WHAT YOU NEED TO DO
How many of the lines below contain the string "metal"? Letter case counts, and the reply should be only the number.
▶
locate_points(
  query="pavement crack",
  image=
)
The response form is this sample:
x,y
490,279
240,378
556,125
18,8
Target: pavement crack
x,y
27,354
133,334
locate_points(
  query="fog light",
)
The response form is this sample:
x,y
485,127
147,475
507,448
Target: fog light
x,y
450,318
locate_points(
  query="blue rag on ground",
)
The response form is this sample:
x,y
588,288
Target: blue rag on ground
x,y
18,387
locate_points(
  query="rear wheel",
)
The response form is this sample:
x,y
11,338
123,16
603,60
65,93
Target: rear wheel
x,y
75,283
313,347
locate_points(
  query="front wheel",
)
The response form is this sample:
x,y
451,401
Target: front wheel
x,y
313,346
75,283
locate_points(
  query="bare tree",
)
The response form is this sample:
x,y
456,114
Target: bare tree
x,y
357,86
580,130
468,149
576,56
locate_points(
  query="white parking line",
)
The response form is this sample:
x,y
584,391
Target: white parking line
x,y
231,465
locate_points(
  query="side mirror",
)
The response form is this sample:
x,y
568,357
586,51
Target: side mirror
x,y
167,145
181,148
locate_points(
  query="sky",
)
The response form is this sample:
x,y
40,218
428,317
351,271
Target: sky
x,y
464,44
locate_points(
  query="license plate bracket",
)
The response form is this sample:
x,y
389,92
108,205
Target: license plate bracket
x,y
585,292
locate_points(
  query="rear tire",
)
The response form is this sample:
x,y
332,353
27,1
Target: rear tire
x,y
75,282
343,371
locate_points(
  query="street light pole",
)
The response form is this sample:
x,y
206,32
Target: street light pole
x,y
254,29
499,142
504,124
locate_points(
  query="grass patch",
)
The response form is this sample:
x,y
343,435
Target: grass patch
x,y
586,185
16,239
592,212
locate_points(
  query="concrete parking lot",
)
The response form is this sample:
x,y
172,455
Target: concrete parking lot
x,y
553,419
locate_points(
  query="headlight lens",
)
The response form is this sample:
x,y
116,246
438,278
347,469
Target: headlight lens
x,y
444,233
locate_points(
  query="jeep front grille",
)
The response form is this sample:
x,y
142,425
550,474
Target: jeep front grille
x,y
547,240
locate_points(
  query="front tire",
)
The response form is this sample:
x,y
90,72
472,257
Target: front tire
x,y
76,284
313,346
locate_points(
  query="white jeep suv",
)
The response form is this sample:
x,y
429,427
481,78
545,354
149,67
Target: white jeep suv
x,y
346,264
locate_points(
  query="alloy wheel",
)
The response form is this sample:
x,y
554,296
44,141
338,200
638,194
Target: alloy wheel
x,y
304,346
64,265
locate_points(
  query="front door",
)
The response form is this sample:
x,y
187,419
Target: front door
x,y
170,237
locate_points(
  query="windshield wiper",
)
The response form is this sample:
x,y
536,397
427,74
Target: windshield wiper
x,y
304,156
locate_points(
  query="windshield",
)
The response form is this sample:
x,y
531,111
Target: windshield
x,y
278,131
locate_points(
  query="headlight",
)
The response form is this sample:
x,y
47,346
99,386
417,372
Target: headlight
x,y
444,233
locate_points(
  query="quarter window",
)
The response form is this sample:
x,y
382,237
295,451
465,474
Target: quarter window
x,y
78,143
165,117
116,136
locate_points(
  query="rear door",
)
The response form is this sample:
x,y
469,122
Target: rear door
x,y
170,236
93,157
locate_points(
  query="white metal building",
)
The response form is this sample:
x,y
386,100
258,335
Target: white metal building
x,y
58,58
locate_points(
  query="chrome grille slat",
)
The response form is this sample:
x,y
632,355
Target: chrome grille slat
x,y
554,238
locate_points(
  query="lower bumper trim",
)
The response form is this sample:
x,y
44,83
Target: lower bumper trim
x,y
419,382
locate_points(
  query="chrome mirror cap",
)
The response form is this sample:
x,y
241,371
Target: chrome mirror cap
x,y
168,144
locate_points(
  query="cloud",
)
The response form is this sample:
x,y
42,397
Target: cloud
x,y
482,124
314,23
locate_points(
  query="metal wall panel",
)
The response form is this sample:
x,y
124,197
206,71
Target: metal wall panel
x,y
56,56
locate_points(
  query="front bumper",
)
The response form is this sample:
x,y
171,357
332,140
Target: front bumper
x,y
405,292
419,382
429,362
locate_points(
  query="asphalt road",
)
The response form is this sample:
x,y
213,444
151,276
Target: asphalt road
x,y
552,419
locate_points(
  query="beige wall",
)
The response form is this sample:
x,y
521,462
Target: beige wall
◀
SOLUTION FOR THIS PROBLEM
4